TEXT
--- START ---

Tuesday, November 14, 2006

Piggybacking





Well, either Chad Castagana has been a very busy fellow indeed, or he's already inspired a round of imitators. In either event, he's already taken his place in the chain of piggybacked terrorism in a line straight back to 9/11.

Fresh on the heels of yesterday's arrest of Castagana, an avid Freeper who mailed hoax anthrax threats to various liberal figures, including Keith Olbermann, we now learn that Air America has been hit with a similar hoax.

We also have to wonder if last month's hoax anthrax attack on the offices of Bill Clinton was Castagana's handiwork as well. The Clinton threat was not mentioned in any of the reports of Castagana's arrest -- and as it involves a former president, it almost certainly is of even greater interest to federal authorities.

What Castagana's case demonstrates, clearly, is the way terrorism functions. Initial attacks always inspire subsequent rounds of echo attacks that intentionally feed off the terror created by the earlier rounds. It's called "piggybacking," and it has been an explicit strategy of the extremist right for two decades and longer.

The shape of Castagana's threats -- sending white powder in an envelope and including threats suggesting the powder is anthrax -- has been around for awhile. He almost certainly got the idea from its earlier perpetrators, most notably Clayton Waagner, who terrorized hundreds of abortion clinics with similar hoaxes.

Waagner's threats, in turn, piggybacked off the very real anthrax terrorist who killed five people, sickened dozens more, and scared the bejeesus out of the media for a couple of weeks, until they figured out that it most likely was a domestic terror attack.

And the anthrax terrorist, likewise, clearly piggybacked off of 9/11: the attacks occurred two weeks later, and the rampant speculation in the media for quite awhile was that this was another Al Qaeda attack, or perhaps one from Iraq.

--- END ---

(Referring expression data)
--- START ---

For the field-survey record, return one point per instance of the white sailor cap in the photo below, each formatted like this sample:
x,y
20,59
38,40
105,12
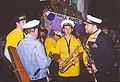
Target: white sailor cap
x,y
58,33
31,24
91,19
67,22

--- END ---

REQUIRED TASKS
(1) In the piggybacking post, copy the part starting with "Waagner's threats, in" and going on through "one from Iraq.", and swap "media" for "press".
(2) Keep the piggybacking post going from its last sentence.
You won't need the items to do any of this.

RESULTS FOR EACH TASK
(1)
Waagner's threats, in turn, piggybacked off the very real anthrax terrorist who killed five people, sickened dozens more, and scared the bejeesus out of the press for a couple of weeks, until they figured out that it most likely was a domestic terror attack.

And the anthrax terrorist, likewise, clearly piggybacked off of 9/11: the attacks occurred two weeks later, and the rampant speculation in the press for quite awhile was that this was another Al Qaeda attack, or perhaps one from Iraq.

(2)
Terrorists of all stripes -- foreign and domestic, Islamist and white nationalist, competent and incompetent -- have a symbiotic relationship with each other: one attack creates an "echo" that often has its own idiosyncratic purpose, but simultaneously enhances the intent of the original terrorist attack. The one thing all terrorists have in common, after all, is a general intent: to destabilize public confidence in the government and thus topple it. In the case of far-right domestic terrorists, they hope to present themselves as an authoritarian alternative to a system unable to keep its citizens secure.

This is the true nature of the terrorist beast, not the purely Islamist creature who lurks in the imaginations of the right-wing blogosphere. As I've said before:
Thanks to a combination of technology and increasingly virulent and violence-prone forms of extremism, it's now possible for just a tiny number of people -- in some cases, one or two -- to wreak major damage, killing hundreds, even thousands of innocent civilians. That was as true of Oklahoma City as it was of 9/11.

It's too bad it took an attack committed by a previously small faction of Islamic extremists -- who, as it happened, were both foreigners and brown-skinned, unlike the Oklahoma bombers -- for us to declare a "war on terror." The question I've always had is this: Why didn't we declare it after April 19, 1995, instead of September 11, 2001? Because it was the former date that actually hailed the arrival of this threat on our doorsteps.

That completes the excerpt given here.